_Stored records_.
------------------------------------------------------------------------
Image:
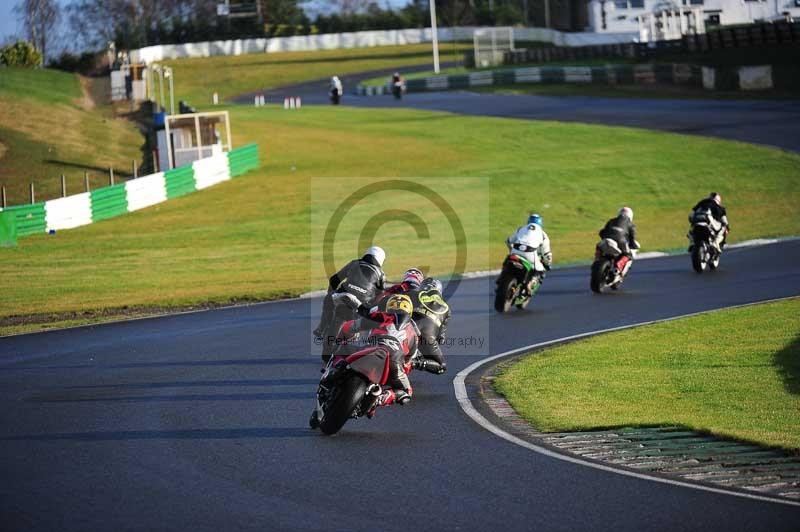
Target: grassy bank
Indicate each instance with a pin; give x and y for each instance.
(198, 78)
(735, 373)
(54, 123)
(246, 238)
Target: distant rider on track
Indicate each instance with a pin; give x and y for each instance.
(622, 231)
(711, 210)
(531, 242)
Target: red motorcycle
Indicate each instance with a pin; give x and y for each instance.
(609, 267)
(350, 387)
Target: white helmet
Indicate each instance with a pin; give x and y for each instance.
(378, 253)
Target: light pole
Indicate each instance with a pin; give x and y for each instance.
(435, 36)
(168, 73)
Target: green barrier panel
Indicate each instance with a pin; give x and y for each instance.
(8, 229)
(243, 159)
(29, 219)
(553, 75)
(415, 85)
(179, 181)
(108, 202)
(503, 77)
(600, 75)
(458, 81)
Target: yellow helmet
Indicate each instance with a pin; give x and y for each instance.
(399, 303)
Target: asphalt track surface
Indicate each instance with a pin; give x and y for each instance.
(198, 422)
(769, 122)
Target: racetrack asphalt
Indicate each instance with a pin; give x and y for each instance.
(199, 421)
(773, 123)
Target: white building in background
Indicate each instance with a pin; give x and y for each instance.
(669, 19)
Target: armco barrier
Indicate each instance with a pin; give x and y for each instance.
(108, 202)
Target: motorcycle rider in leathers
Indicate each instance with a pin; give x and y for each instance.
(711, 207)
(531, 242)
(364, 279)
(622, 231)
(431, 314)
(391, 331)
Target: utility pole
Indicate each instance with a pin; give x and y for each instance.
(434, 36)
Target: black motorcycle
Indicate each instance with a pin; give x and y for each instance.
(705, 254)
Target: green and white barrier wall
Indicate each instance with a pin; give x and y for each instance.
(108, 202)
(720, 78)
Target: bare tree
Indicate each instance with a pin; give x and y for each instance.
(40, 18)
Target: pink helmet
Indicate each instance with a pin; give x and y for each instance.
(413, 276)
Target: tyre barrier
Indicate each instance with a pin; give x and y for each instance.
(782, 77)
(108, 202)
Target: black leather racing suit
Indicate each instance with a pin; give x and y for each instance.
(363, 278)
(622, 231)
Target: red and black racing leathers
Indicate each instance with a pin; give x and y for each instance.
(397, 340)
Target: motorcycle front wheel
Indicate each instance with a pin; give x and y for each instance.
(599, 273)
(345, 398)
(699, 255)
(505, 293)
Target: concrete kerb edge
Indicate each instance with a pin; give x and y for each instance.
(466, 404)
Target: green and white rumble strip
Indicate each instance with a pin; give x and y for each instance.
(107, 202)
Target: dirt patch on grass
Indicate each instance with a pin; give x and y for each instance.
(54, 320)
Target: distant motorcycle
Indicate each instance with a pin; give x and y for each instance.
(335, 96)
(609, 267)
(701, 242)
(397, 89)
(511, 290)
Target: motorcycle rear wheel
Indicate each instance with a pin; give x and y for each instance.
(505, 293)
(347, 396)
(599, 274)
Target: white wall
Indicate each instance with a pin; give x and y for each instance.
(732, 12)
(360, 39)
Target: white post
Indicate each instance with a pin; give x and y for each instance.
(171, 92)
(434, 36)
(197, 132)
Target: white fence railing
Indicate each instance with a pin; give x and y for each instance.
(361, 39)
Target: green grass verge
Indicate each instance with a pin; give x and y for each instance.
(198, 78)
(245, 238)
(49, 126)
(734, 373)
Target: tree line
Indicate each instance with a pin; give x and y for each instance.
(90, 25)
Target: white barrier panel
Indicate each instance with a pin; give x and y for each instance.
(530, 75)
(709, 80)
(146, 191)
(210, 171)
(755, 77)
(69, 212)
(363, 39)
(578, 74)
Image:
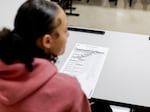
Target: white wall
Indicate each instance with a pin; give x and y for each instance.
(8, 9)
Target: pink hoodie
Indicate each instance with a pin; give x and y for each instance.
(42, 90)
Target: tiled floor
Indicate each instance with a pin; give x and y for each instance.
(101, 14)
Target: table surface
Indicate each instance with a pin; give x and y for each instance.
(125, 76)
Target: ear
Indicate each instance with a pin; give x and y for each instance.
(46, 41)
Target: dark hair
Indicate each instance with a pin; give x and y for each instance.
(34, 19)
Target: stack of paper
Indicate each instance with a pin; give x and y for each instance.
(85, 63)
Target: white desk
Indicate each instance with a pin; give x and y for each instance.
(125, 76)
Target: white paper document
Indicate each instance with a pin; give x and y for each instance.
(85, 63)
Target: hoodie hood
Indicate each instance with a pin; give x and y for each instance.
(16, 82)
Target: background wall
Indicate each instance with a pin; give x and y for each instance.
(8, 9)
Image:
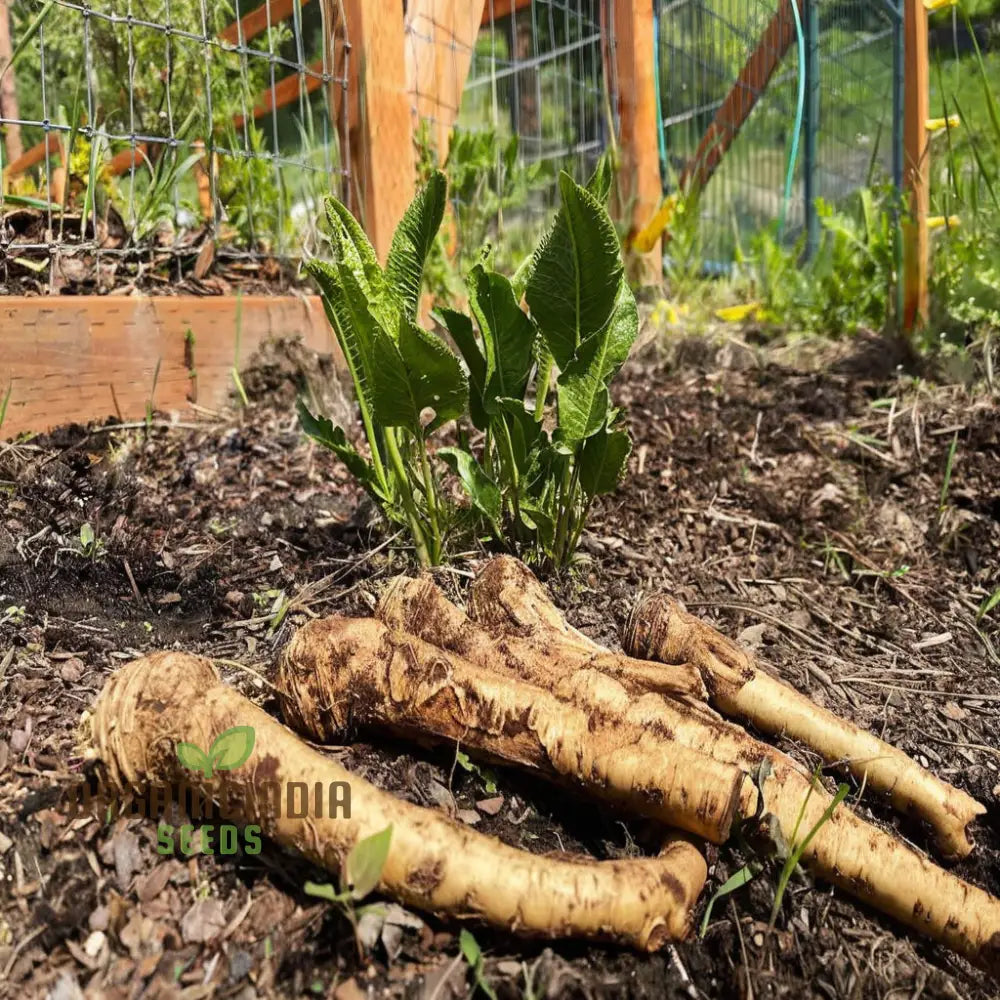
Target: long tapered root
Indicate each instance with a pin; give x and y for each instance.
(659, 629)
(340, 670)
(434, 863)
(534, 649)
(856, 856)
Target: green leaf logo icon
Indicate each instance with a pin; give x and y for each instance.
(229, 750)
(232, 748)
(193, 757)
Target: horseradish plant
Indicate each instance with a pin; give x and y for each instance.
(534, 383)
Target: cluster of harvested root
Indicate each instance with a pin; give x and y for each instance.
(513, 682)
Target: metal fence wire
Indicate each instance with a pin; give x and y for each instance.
(144, 137)
(526, 94)
(850, 62)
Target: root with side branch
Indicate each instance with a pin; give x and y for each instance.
(850, 853)
(339, 671)
(659, 629)
(434, 863)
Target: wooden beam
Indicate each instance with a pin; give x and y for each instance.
(284, 92)
(256, 22)
(497, 10)
(81, 358)
(639, 177)
(380, 135)
(49, 145)
(742, 97)
(916, 173)
(440, 39)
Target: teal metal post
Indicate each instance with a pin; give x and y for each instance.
(811, 125)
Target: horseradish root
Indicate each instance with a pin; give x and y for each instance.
(339, 671)
(852, 854)
(659, 629)
(536, 653)
(434, 863)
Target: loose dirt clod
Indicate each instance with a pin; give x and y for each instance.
(434, 863)
(659, 629)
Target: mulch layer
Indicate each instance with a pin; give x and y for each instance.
(813, 514)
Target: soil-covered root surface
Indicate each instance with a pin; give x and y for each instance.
(815, 516)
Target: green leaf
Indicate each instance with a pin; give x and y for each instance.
(377, 368)
(734, 882)
(394, 405)
(471, 951)
(353, 251)
(482, 491)
(321, 430)
(462, 332)
(508, 335)
(435, 374)
(232, 748)
(194, 758)
(582, 388)
(350, 241)
(525, 432)
(519, 282)
(346, 307)
(323, 890)
(599, 184)
(577, 273)
(603, 460)
(413, 240)
(366, 861)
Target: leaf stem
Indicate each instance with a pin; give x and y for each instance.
(431, 495)
(419, 537)
(542, 385)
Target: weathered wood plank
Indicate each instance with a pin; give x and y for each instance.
(71, 359)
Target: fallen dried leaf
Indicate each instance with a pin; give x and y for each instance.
(204, 921)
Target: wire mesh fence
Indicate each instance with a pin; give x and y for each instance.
(849, 130)
(144, 137)
(527, 96)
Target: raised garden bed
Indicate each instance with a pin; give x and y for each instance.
(82, 358)
(761, 496)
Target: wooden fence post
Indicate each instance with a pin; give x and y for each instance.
(441, 37)
(378, 123)
(641, 186)
(916, 172)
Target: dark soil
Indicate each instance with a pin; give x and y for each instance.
(799, 511)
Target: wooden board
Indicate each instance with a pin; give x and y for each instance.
(257, 21)
(641, 187)
(379, 135)
(743, 96)
(82, 358)
(440, 39)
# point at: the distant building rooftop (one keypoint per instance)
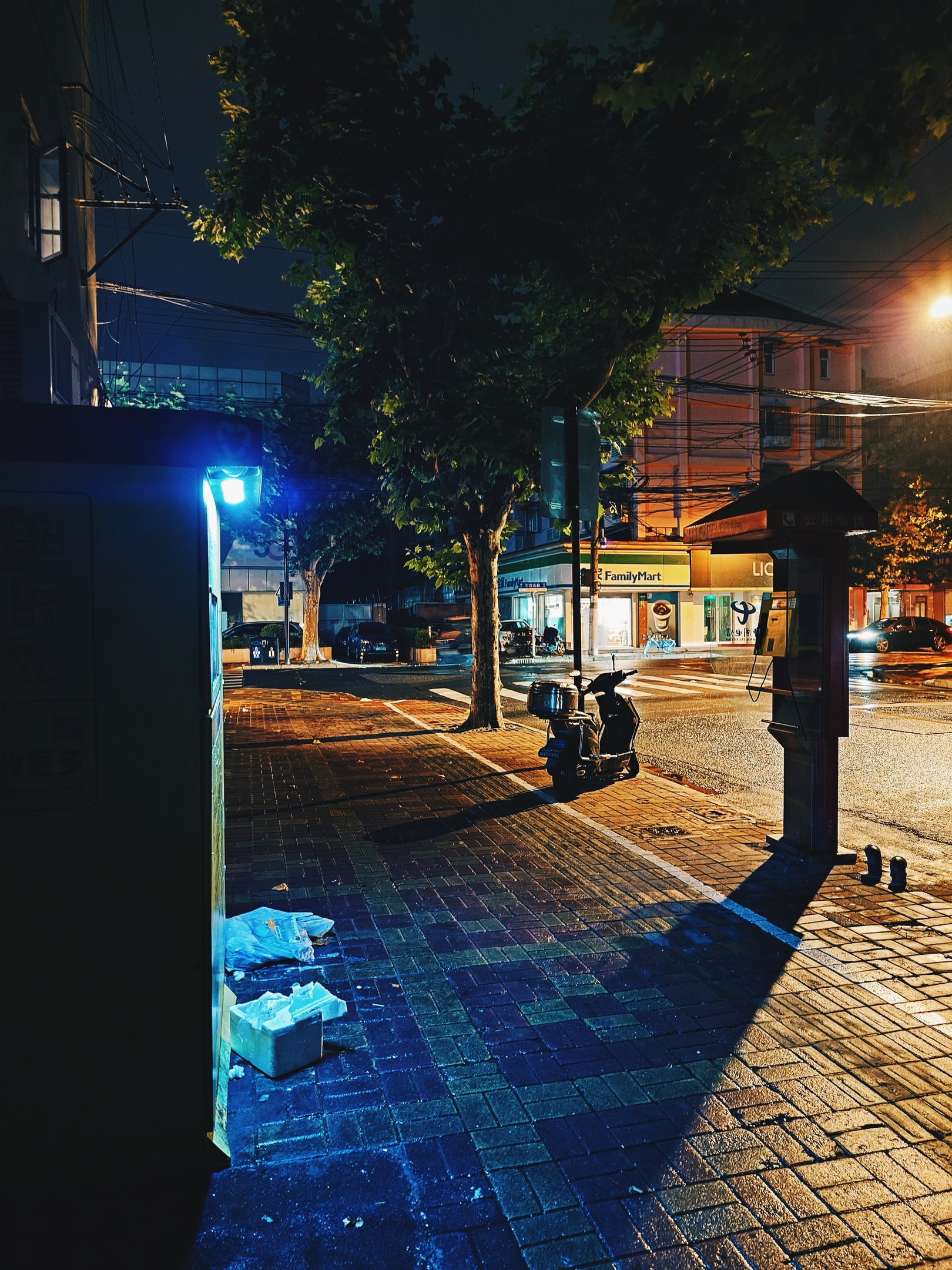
------------------------------------------------------------------------
_WHAT TO DO_. All records above must be copied exactly, though the pictures they hold are to be left out.

_EXPECTED ANSWER_.
Image:
Target: grassy bank
Indicate each instance with a pin; give x and y for each instance.
(198, 78)
(735, 373)
(54, 123)
(246, 238)
Target: distant rider on track
Indicate each instance with a pin; give x and y for each instance.
(622, 231)
(711, 210)
(531, 242)
Target: red motorcycle
Indicate each instance with a pin; give x and y for each instance.
(609, 267)
(350, 387)
Target: white helmet
Indicate each instance with a pin; give x and y for each instance.
(378, 253)
Target: light pole
Indicate each instance with a pin; give x and y for each instance.
(435, 36)
(168, 73)
Target: green barrier panel
Indicate each instance with a pin; give x and y for each instance.
(8, 229)
(243, 159)
(29, 219)
(553, 75)
(415, 85)
(179, 181)
(108, 202)
(503, 77)
(600, 75)
(458, 81)
Target: yellow helmet
Indicate each instance with a pin; give x and y for each instance.
(399, 303)
Target: asphalt track surface
Indicate each instance with a pin; give x and y for each instance.
(198, 422)
(769, 122)
Target: racetrack asphalt
Indicate each instance with a pin; give x and y for each instance.
(199, 421)
(773, 123)
Target: white building in background
Indicate each instance with a pin; give x and y for each instance.
(669, 19)
Target: armco barrier
Indicate each instance with a pin; give x and y for each instance.
(108, 202)
Target: motorcycle rider in leathers
Indicate each instance with a pin; give x and y for each instance.
(711, 207)
(531, 242)
(364, 279)
(622, 231)
(431, 314)
(391, 331)
Target: utility pole
Indicate each instance with a pin; give x and y for each instance.
(434, 36)
Target: black motorcycle
Indicate each instance with a pin; give x and y for each instance.
(705, 254)
Target: green and white barrier wall
Indicate each instance with a pin; give x and y for each instance.
(108, 202)
(720, 78)
Target: bare tree
Indicate each instance with a pin; give x and y for each instance.
(40, 18)
Target: pink helmet
Indicate each instance with a pin; give x and y for each instance.
(413, 276)
Target: tyre barrier
Indicate each instance with a pin; give x and y for each instance.
(782, 77)
(108, 202)
Target: black leather racing suit
Indicate each instance with a pin; give x and y for each instance.
(363, 278)
(622, 231)
Target: red and black racing leathers
Indicate each instance with a pin; give x and y for each instance.
(397, 340)
Target: motorcycle front wheel
Indicate each instance with a pin; give x and y for each instance.
(599, 273)
(345, 398)
(699, 255)
(505, 293)
Target: concrete kerb edge
Indicate each instance with a pin; give x and y for each instance.
(466, 404)
Target: green and white rumble strip
Indicate each instance with a pin; give x and y for each instance.
(107, 202)
Target: dirt patch on grass
Indicate each instance with a pin; give x and y for each instance.
(54, 320)
Target: distant motorcycle
Indicate each instance with a pin; give x and y for each instance.
(335, 96)
(609, 267)
(701, 242)
(397, 89)
(511, 290)
Target: motorcycle rear wheel
Indicate each instance with a pin; give x and y for each instance.
(505, 293)
(347, 396)
(599, 274)
Target: white wall
Indicate each instance with a pin; give x and y for each instance.
(732, 12)
(360, 39)
Target: white post
Indicate each instance with a pin; give x and y for each instance.
(171, 92)
(434, 36)
(197, 132)
Target: white fence railing
Indicate each instance with a pin; give x and y for each instance.
(361, 39)
Target: green grass verge
Indicate each instance with a pin; give x and y for each instance.
(198, 78)
(245, 238)
(49, 126)
(734, 373)
Target: tree line
Indicate each instance with a pin; give x and y for each instance.
(90, 25)
Target: white barrier panel
Indicate each instance with a pin; give x and y for each instance.
(530, 75)
(709, 80)
(146, 191)
(210, 171)
(755, 77)
(69, 212)
(363, 39)
(578, 74)
Image:
Target: white wall
Indicate each instance with a pin; give x and y for each instance.
(8, 9)
Target: pink hoodie
Indicate each instance with a pin; give x and y for each instance.
(42, 90)
Target: tiled floor
Indicate each instance with a pin; give x and y for each instance.
(101, 14)
Target: table surface
Indicate each instance with a pin; give x and y for each instance.
(125, 76)
Target: ear
Indicate each instance with a pin; give x and y for each instance.
(46, 41)
Target: dark hair
Indicate each instance with a pin; give x and y for each instance.
(34, 19)
Target: stack of paper
Indicate each instance with a pin; give x and y for each instance.
(85, 63)
Target: white desk
Indicate each instance with a pin; give x and y for each instance.
(125, 76)
Target: white paper document
Indicate each instance with a pin; give x and y for each instance.
(85, 63)
Target: hoodie hood
Indicate each instance with a pin; give x and y for each instance.
(16, 82)
Target: background wall
Indicate each instance with a pin; give x and y for each instance.
(8, 9)
Image:
Target: long tapered root
Indicate each instance with a pin; give x and y for each instance.
(659, 629)
(340, 670)
(434, 863)
(534, 649)
(856, 856)
Target: green leaf logo icon
Indicate each instance with a pin; give x and y for each instance.
(229, 750)
(232, 748)
(193, 757)
Target: horseradish plant
Indicate each instance with a pin; give x and y for each instance.
(534, 383)
Target: cluster of harvested root
Indicate each instance with a pin; give x and y for each instance.
(513, 682)
Target: metal fence wire
Indicate each instance with a pin; give x and y for each instance.
(144, 137)
(526, 94)
(850, 62)
Target: root with side branch
Indicate each instance with a pin; give x and y for each instance.
(850, 853)
(339, 671)
(659, 629)
(434, 863)
Target: wooden beam
Indicate each instance with a pin; give x and y for each instance.
(284, 92)
(256, 22)
(497, 10)
(81, 358)
(639, 177)
(380, 135)
(49, 145)
(742, 97)
(916, 173)
(440, 39)
Target: teal metal post
Indicate each instance with a pin; give x and y for each instance.
(811, 125)
Target: horseradish root
Indicate each instance with a pin; give x and y for each instance.
(339, 671)
(852, 854)
(659, 629)
(536, 653)
(434, 863)
Target: loose dirt clod
Indicate each instance with a pin; give x and y for each instance.
(434, 863)
(659, 629)
Target: mulch layer
Indicate each instance with a pin; give x and y for each instance.
(813, 514)
Target: soil-covered root surface
Indicate each instance with a pin; give x and y for each instance.
(815, 516)
Target: green leaf
Indicate each instance with a pin; give x and y for each instance.
(377, 368)
(734, 882)
(394, 405)
(471, 951)
(353, 251)
(482, 491)
(321, 430)
(462, 332)
(508, 335)
(435, 374)
(232, 748)
(194, 758)
(582, 388)
(350, 241)
(525, 432)
(519, 282)
(346, 307)
(323, 890)
(599, 184)
(577, 273)
(603, 460)
(413, 240)
(366, 861)
Target: leaf stem
Indicate each instance with a pin; give x and y for each instance.
(431, 495)
(419, 537)
(542, 385)
Target: weathered wood plank
Indicate each instance with a pin; give x and y for each instance.
(71, 359)
Target: fallen dried leaf
Indicate each instance with a pin; give x and y for each instance.
(204, 921)
Target: wire mesh fence
Indicate each instance with a pin; give x and y for each instance.
(849, 130)
(144, 137)
(527, 96)
Target: raised garden bed
Indicate each instance with a pin; give x and y for each instance.
(82, 358)
(761, 496)
Target: wooden fence post
Indicate each instance with a pin; give x and y for each instance.
(441, 37)
(378, 123)
(641, 186)
(916, 172)
Target: dark soil
Indicate each instance with a pin; give x and y for each instance.
(799, 511)
Target: wooden board
Indicate each instance with a pin; give x and y for each instance.
(257, 21)
(641, 187)
(379, 135)
(743, 96)
(82, 358)
(440, 39)
# point at: the distant building rooftop (one keypoint per instance)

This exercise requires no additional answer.